» Goal
Copy the material below verbatim, from the line with "--target boy in green shirt" up to and including the line with "M 215 87 L 211", and give only those lines.

» Supplied material
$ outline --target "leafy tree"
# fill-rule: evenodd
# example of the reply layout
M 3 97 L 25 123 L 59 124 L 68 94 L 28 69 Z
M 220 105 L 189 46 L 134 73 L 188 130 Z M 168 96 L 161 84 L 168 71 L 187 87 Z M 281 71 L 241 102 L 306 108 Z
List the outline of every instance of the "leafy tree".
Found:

---

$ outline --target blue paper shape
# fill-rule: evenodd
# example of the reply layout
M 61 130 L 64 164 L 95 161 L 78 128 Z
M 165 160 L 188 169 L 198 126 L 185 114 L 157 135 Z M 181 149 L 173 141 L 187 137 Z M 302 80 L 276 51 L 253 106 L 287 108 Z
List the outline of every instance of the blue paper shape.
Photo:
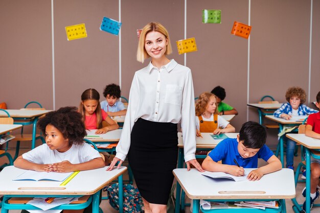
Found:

---

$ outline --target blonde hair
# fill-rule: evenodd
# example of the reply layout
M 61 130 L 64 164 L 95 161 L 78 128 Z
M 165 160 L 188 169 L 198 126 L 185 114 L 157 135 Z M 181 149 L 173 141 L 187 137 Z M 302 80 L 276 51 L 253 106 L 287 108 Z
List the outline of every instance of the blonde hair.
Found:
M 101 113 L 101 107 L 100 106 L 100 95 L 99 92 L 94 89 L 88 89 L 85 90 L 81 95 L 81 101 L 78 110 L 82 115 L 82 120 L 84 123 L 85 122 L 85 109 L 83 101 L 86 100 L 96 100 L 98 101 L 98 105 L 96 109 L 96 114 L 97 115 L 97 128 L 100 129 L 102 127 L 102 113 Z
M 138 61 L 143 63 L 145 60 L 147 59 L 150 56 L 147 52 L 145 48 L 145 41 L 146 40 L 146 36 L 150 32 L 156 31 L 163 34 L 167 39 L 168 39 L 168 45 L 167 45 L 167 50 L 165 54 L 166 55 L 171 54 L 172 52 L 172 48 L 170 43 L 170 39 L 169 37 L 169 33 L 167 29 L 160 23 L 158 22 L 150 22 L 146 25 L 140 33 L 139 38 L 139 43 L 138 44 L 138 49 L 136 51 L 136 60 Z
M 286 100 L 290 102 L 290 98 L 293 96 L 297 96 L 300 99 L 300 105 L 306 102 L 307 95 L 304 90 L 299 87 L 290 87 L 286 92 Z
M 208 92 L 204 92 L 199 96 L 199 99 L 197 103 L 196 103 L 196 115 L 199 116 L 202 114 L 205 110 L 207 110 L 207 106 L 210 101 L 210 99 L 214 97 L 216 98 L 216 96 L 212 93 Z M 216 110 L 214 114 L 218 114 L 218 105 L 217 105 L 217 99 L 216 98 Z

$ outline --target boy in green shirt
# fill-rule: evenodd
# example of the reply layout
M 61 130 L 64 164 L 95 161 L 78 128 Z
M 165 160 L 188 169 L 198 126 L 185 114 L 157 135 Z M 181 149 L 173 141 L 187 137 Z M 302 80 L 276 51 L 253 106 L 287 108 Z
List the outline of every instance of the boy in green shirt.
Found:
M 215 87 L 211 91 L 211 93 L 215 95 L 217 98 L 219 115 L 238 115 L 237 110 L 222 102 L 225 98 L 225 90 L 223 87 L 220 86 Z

» Task response
$ outline --target boy in green shirt
# fill-rule: evenodd
# example of the reply layout
M 61 130 L 64 164 L 95 161 L 78 128 Z
M 165 160 L 188 169 L 198 126 L 185 114 L 157 135 Z M 181 149 L 173 141 L 187 137 Z M 302 80 L 276 51 L 253 106 L 287 108 Z
List the outline of every instance of the boy in green shirt.
Found:
M 215 87 L 211 91 L 211 93 L 215 95 L 217 98 L 219 115 L 238 115 L 237 110 L 222 102 L 225 98 L 225 90 L 223 87 L 220 86 Z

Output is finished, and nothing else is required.